Begin Records to process

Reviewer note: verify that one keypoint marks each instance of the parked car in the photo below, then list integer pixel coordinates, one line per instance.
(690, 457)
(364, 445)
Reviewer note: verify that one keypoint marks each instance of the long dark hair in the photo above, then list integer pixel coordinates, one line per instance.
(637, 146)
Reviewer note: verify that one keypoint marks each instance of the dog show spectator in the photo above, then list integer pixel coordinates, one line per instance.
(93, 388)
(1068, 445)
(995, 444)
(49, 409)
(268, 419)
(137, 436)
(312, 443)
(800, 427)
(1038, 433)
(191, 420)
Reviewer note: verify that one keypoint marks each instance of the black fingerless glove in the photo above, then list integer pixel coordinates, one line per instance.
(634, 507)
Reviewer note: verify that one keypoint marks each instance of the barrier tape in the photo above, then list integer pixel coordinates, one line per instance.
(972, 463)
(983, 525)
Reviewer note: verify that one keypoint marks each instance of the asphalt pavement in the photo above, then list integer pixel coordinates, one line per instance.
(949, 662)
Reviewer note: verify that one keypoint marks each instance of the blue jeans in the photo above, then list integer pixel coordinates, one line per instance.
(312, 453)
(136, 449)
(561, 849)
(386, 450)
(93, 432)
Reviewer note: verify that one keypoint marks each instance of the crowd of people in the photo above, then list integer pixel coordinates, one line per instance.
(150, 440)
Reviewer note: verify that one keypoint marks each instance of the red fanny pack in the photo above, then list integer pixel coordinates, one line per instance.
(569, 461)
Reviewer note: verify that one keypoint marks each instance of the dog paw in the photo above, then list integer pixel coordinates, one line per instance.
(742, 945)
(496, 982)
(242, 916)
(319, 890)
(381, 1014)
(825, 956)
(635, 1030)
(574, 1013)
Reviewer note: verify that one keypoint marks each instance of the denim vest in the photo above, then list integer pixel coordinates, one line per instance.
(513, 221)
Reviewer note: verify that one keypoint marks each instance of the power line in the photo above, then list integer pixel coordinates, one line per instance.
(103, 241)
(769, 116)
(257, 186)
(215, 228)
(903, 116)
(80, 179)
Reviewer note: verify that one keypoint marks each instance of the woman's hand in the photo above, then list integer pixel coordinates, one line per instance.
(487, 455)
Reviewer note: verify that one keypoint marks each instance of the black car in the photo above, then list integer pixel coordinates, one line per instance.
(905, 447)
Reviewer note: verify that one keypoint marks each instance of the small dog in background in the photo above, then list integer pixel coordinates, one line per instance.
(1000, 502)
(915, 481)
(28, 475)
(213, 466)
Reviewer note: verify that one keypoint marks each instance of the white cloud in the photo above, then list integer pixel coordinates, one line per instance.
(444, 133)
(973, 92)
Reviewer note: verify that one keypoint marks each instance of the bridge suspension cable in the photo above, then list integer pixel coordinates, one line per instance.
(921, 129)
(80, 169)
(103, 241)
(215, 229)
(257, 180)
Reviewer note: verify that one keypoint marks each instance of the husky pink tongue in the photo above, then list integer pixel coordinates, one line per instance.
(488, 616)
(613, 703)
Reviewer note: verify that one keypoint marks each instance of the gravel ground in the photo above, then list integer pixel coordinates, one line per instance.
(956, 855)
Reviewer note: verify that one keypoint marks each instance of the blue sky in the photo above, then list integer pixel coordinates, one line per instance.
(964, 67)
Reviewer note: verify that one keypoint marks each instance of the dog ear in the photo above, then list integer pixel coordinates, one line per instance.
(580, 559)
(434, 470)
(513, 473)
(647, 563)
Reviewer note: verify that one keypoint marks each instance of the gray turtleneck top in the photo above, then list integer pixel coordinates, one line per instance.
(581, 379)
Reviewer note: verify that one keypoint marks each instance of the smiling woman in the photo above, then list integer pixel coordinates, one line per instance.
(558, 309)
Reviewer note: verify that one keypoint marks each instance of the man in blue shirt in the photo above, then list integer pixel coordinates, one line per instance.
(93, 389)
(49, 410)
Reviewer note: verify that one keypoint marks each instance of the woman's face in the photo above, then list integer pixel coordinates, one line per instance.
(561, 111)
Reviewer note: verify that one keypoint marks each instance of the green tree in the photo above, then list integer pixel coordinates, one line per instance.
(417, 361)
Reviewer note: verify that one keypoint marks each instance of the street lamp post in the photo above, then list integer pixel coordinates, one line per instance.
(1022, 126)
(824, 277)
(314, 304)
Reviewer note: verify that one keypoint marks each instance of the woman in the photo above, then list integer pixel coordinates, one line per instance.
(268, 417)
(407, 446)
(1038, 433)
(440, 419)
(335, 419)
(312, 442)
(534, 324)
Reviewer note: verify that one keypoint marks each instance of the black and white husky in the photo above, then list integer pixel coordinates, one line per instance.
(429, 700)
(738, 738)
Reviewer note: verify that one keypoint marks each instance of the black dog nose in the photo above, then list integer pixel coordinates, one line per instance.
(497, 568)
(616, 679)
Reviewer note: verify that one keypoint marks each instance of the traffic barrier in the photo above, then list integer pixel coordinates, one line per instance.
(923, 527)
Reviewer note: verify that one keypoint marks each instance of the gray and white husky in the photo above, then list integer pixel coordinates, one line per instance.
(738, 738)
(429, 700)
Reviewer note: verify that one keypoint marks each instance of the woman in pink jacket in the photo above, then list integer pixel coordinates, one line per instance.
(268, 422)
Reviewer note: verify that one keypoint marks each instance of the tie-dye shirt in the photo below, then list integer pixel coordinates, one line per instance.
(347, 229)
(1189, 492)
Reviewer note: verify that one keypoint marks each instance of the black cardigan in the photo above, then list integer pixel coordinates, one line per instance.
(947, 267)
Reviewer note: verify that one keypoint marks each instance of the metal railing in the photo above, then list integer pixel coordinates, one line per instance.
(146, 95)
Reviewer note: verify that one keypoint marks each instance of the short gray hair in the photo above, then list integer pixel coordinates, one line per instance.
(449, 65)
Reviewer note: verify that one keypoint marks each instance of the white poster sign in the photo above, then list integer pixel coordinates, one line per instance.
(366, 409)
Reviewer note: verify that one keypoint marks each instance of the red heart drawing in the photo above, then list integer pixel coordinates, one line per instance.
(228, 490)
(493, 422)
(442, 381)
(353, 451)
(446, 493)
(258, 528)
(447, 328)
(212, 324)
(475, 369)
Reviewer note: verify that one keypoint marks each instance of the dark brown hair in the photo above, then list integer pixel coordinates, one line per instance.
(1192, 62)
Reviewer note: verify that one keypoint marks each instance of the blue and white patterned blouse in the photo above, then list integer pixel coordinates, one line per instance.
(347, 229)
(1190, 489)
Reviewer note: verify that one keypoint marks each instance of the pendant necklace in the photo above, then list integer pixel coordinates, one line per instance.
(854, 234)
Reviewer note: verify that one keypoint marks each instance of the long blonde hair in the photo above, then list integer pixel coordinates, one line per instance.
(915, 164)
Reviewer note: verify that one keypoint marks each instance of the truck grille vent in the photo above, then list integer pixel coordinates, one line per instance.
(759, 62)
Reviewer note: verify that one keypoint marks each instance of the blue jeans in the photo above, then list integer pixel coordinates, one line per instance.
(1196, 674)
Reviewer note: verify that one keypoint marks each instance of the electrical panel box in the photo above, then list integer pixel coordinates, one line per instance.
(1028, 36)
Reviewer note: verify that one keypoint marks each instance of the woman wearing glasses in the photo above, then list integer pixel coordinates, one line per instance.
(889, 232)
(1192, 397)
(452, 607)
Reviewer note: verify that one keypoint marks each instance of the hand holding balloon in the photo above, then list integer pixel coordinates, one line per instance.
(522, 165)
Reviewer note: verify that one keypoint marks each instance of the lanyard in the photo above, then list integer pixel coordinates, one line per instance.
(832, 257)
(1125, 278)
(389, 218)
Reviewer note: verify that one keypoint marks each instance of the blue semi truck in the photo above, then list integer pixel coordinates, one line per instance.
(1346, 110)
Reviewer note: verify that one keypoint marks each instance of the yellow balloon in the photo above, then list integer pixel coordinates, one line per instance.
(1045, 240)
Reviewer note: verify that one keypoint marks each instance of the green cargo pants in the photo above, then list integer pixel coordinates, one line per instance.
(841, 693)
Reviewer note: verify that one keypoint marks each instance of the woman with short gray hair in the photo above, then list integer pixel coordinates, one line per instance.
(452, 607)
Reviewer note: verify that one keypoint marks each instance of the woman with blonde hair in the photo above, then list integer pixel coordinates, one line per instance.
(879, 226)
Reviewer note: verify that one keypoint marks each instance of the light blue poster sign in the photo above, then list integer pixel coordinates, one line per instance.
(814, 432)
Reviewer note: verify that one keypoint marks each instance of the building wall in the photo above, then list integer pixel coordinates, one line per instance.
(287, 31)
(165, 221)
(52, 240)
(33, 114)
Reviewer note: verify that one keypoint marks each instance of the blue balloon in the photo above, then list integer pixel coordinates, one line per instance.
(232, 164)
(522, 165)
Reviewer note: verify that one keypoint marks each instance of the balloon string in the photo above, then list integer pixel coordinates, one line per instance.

End Records to process

• Instructions for the task:
Return the lines from the line containing "of the hand" to the end of the entries above, exactly as they appear and with no other output.

• Exercise answer:
Reviewer note: verify that one keypoint marks each instance of the hand holding balloon in the photo above, then list integer pixel coordinates, one line per instance.
(522, 165)
Reviewer note: verify that one keypoint marks each instance of the lanyard in the photo above, then list integer pixel coordinates, one line per instance.
(832, 257)
(1125, 278)
(389, 218)
Reviewer note: verify that one keypoint marks each instance of the blue semi truck in the photo above, then list integer pixel coordinates, one line per instance.
(1346, 110)
Reviewer note: verify that one keypoint marks each instance of the yellow balloon in the photo above, then list integer pixel coordinates, one line per instance.
(1045, 240)
Reviewer note: verify that one keypoint marks each instance of the green cargo pants in the photo above, then list integer pixel coordinates, one line per instance.
(841, 693)
Reviewer note: verify that one keypoint marks each instance of the woman with short gray hair in the photo above, then list integer pixel coordinates, one line per instance.
(452, 607)
Reviewer note: verify that one keypoint marks each instance of the woman with blonde hair in the photo above, then list integer pixel coordinates, one line per instance.
(879, 226)
Reviewer note: verify that one keypoint marks each instance of the light blue poster sign in the photo above, then list integer pixel coordinates, one line per instance.
(814, 432)
Reviewer note: verify that one keypoint marks each instance of the building wall in the photo above, then list integer pixel coordinates, one line per instance.
(287, 31)
(165, 221)
(52, 240)
(33, 114)
Reviewer note: verify that one keypoint marks each instance of the blue balloon in the photo above, then list integer pixel coordinates, one line per instance.
(232, 164)
(522, 165)
Reviewer note: verify that one keypoint marks each instance of the balloon string in the photo above, then list integer pixel coordinates, one line per instance.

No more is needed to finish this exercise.